AIM: Please rewrite the material below with "green foliage" renamed to "leafy vegetation" and everything else left unchanged.

Excerpts from point annotation data:
──────────────────────────────
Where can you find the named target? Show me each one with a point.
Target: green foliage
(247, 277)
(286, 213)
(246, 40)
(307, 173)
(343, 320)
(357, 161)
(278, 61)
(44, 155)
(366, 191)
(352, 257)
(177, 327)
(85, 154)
──────────────────────────────
WORKED ANSWER:
Where can you find the named target? Show me each one with a point.
Target: leafy vegetation
(247, 277)
(286, 213)
(246, 40)
(307, 173)
(343, 320)
(357, 161)
(278, 61)
(44, 155)
(366, 191)
(352, 257)
(177, 327)
(85, 154)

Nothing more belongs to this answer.